[Цель задания 1]
Перепишите строки листинга ниже, поставив «paper heart» вместо «heart-shaped paper» и ничего больше не меняя.

═══ Исходный текст

Главная страница ИД «Первого сентября»Главная страница газеты «Первое сентября»Содержание №62/2000

Первая тетрадь. Политика образования

Летняя школа – опыт педагогики сотрудничества

Яна Дюкова, психолог,
сотрудник Летней школы

Чем я могу помочь моим детям и чем я им мешаю?

Это основной вопрос, который задает себе учитель,
желающий сотрудничать с учениками

В этом году я первый раз работала в команде консультантов Летней школы. Это для меня очень интересный опыт, тем более что мне удалось побывать в двух ролях – у одних и тех же детей я была и консультантом (на математике), и учителем русского языка (впервые для меня). И мне хочется рассказать о том, что мне показалось важным.

В Летней школе акцент ставится на позиции учителя по отношению к ученику. Это вообще наш общий, общечеловеческий вопрос: “Что значат для тебя наши отношения, как ты воспринимаешь их?”
Между родителями и учителями строятся отношения, в общем, привычные для взрослых людей: “Ты должен выполнять свои обязанности и не мешать мне”. Здесь нет взаимодействия; но и каких-то особых требований и претензий тоже не возникает.

══════
═══ Показанные записи

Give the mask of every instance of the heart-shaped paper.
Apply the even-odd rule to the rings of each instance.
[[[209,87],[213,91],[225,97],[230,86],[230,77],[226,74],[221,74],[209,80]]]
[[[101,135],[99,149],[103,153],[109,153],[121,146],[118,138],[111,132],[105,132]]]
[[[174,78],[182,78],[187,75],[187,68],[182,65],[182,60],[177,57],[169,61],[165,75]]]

══════

[Цель задания 2]
В каких ролях и должностях выступает Яна Дюкова в статье о Летней школе? Перечислите все.

[Полный ответ 1]
Give the mask of every instance of the paper heart.
Apply the even-odd rule to the rings of each instance.
[[[209,87],[213,91],[225,97],[230,86],[230,77],[226,74],[221,74],[209,80]]]
[[[101,135],[99,149],[103,153],[109,153],[121,146],[118,138],[111,132],[105,132]]]
[[[174,78],[182,78],[187,75],[187,68],[182,65],[182,60],[177,57],[169,61],[165,75]]]

[Полный ответ 2]
- психолог
- сотрудник Летней школы
- консультант (на математике)
- учитель русского языка